*Problem statement:*
If a line in the data contains "pole", copy it out.

Photo-based referring expression data

┏━━

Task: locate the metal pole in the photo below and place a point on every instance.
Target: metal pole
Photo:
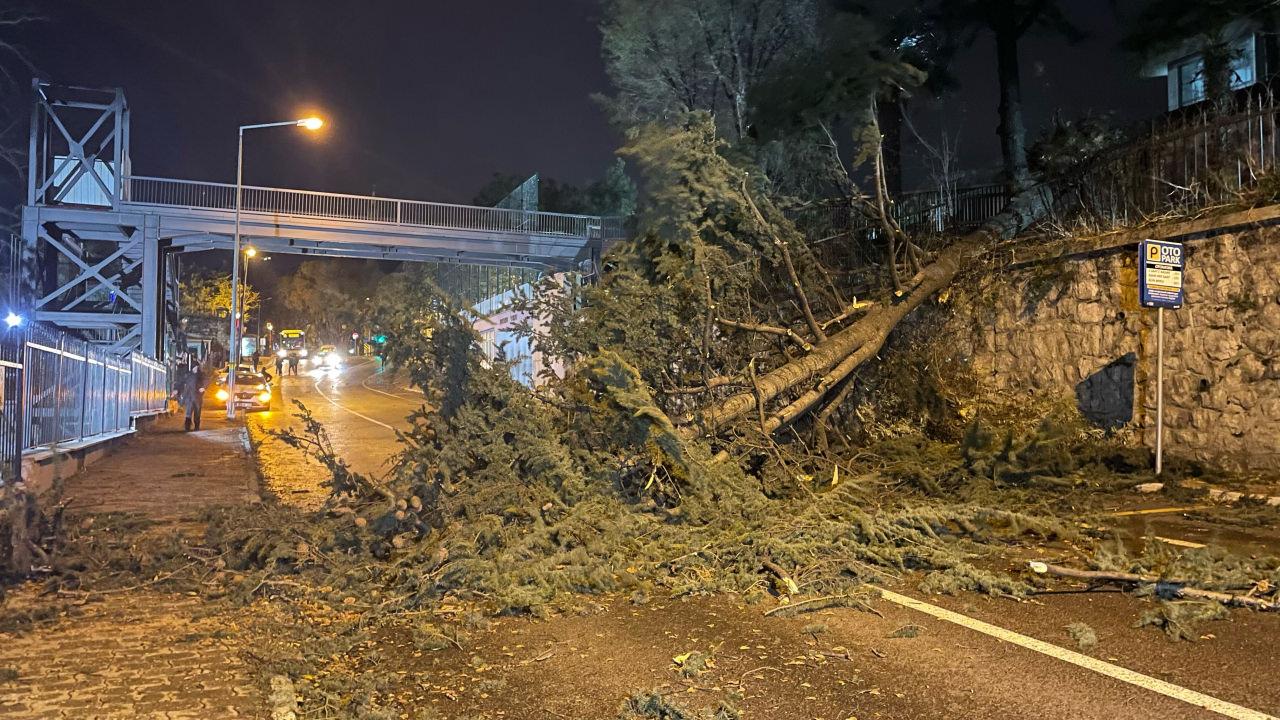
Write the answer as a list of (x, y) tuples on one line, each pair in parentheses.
[(1160, 388), (233, 351)]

┗━━

*Written answer:*
Task: locate the metal pole in the photo below and place a point on every instance.
Target: metal pole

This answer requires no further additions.